Dataset rows:
· · · · ·

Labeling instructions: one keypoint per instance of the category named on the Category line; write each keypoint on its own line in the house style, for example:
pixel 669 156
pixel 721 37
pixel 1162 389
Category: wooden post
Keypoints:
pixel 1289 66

· · · · ·

DIRECTIONS:
Rewrite every line of the items above as a numbered list, dropping any blank lines.

REPLY TO THE EXERCISE:
1. Labeling instructions: one keypoint per instance of the category named on the Category line; write each keypoint on its own line in the house style, for example:
2. pixel 669 156
3. pixel 721 37
4. pixel 1162 389
5. Category: wooden post
6. Keypoints:
7. pixel 1289 66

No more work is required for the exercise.